I admit that I don't spend my days on MSNBC being programmed with propaganda, like you do, Jakematters.


----------



## Truthmatters (Nov 19, 2012)

Dear Idiot,


when have you EVER been proven correct in your accessments of the effect of policy?

You and the republican party have been proven wrong on what you claimed the effect of policy would be.


Let me make this simple for you.


You and Your party have been proven historically wrong in the ideas you put forward.

You insist we use failed ideas.


You were voted down for just that reason.


----------



## Rat in the Hat (Nov 19, 2012)

Truthmatters said:


> Dear Idiot,
> 
> 
> when have you EVER been proven correct in your accessments of the effect of policy?
> ...



And you have been proven hysterically wrong in the ideas you put forward, Fatso.


----------



## Uncensored2008 (Nov 19, 2012)

Rat in the Hat said:


> Truthmatters said:
> 
> 
> > Dear Idiot,
> ...



Have you ever sat back and wondered, "just what the fuck is the concept Truthmatters is trying to convey?" I do that with my dog sometimes, try to figure out what she's thinking. Yeah, the dingo has quadruple the IQ points of Jakematters, but the concept is the same...


----------



## Politicskid (Nov 19, 2012)

regent said:


> Was the high school textbook named? I have the feeling, if the quotes are accurate, they may have been taken out of context. Take the word hostile in one example, was that referring to a law, rule or California propostion that indicated the hostility of some people and not the authors bias? If the bias were true, and there is always some, why did the district or state adopt the text? Chances are the teacher may not have selected the text. Bias is more prevalant in the state and district administration than in the teachers.
> If it is an AP class chances are good that the teacher is a history major. At times schools have music teachers, or coaches teaching academic subjects. Classes have to be covered.
> And that brings up a bigger question, should history be taught as history in the high school, warts and all, or as a means to promote patriotism, love of country and heros?
> We can be thankful that the Texas GOP has passed a resolution prohibiting the teaching of critical thinking in Texas schools. Did the state of Texas follow the GOP suggestion?



Eh, what?   The book is called An Introduction to Human Geography, if you'd like to know.   Anyway, in that instance, it's not just the word "hostile" I think is an indicator of bias, it's also the fact that it lumps illegal immigrants in with legal ones, which is a very liberal point of view.


----------



## Uncensored2008 (Nov 19, 2012)

Politicskid said:


> Eh, what?   The book is called An Introduction to Human Geography, if you'd like to know.   Anyway, in that instance, it's not just the word "hostile" I think is an indicator of bias, it's also the fact that it lumps illegal immigrants in with legal ones, which is a very liberal point of view.



Interesting; Rubenstien is usually regarded as apolitical. This book has been around for decades, I've not heard anything negative in the past about it.


----------



## Politicskid (Nov 19, 2012)

Truthmatters said:


> Politicskid said:
> 
> 
> > Okay so I've been thinking for a while now that my AP Human Geography textbook is biased or factually incorrect, but I wanted to see if other people agreed. Let me tell you why I think so. By the way, I'm a freshman in a public high school, so if they're distributing politically biased textbooks, they are acting in an unconstitutional manner.
> ...

▶ _Given information_

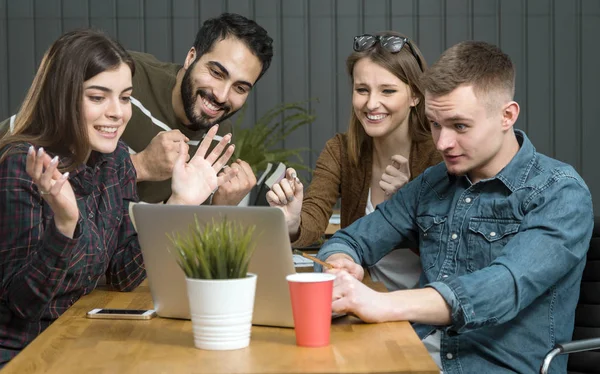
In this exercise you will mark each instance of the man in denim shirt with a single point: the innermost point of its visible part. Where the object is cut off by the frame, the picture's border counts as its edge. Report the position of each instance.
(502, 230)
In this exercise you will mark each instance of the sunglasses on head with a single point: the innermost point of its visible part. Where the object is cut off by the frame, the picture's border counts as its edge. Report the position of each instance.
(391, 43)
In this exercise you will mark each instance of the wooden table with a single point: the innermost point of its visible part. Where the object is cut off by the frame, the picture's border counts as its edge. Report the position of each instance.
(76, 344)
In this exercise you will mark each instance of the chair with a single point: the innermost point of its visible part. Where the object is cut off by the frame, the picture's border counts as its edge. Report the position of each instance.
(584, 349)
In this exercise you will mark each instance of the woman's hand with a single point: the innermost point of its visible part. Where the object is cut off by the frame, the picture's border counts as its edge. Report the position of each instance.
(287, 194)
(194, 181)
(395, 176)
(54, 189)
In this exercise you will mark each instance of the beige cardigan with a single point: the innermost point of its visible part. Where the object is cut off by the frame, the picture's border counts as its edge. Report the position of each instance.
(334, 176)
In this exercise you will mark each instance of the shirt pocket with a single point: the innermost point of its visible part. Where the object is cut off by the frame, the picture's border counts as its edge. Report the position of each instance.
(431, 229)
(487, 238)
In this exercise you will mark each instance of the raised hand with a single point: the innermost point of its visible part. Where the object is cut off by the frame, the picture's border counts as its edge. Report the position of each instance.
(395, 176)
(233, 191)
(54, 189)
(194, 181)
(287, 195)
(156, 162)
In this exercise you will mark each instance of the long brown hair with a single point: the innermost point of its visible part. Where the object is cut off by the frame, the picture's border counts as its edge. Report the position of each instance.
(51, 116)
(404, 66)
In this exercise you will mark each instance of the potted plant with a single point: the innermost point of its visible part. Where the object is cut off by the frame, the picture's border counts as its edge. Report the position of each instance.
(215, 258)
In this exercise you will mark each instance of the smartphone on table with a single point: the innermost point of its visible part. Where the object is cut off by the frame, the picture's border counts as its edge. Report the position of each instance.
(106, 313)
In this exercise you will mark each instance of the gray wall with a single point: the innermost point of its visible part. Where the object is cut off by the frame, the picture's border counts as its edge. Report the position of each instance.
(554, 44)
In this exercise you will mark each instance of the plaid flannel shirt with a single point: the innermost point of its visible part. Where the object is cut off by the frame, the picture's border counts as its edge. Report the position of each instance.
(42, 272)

▶ _The tasks_
**A)** According to the forum thread, what is the title of the textbook that Politicskid considers biased?
**B)** Summarize the forum thread in two sentences.
**C)** Translate into Spanish this sentence from the forum thread: "This book has been around for decades, I've not heard anything negative in the past about it."

▶ _Exercise solutions_
**A)** An Introduction to Human Geography.

**B)** Posters in the forum thread trade insults, with Truthmatters claiming that the other side and the Republican party have been proven wrong about the effects of policy. Politicskid names the textbook as An Introduction to Human Geography and argues that it shows bias by grouping illegal immigrants with legal ones, while Uncensored2008 responds that Rubenstien is usually regarded as apolitical and that the book has been around for decades.

**C)** Este libro existe desde hace décadas; no he oído nada negativo sobre él en el pasado.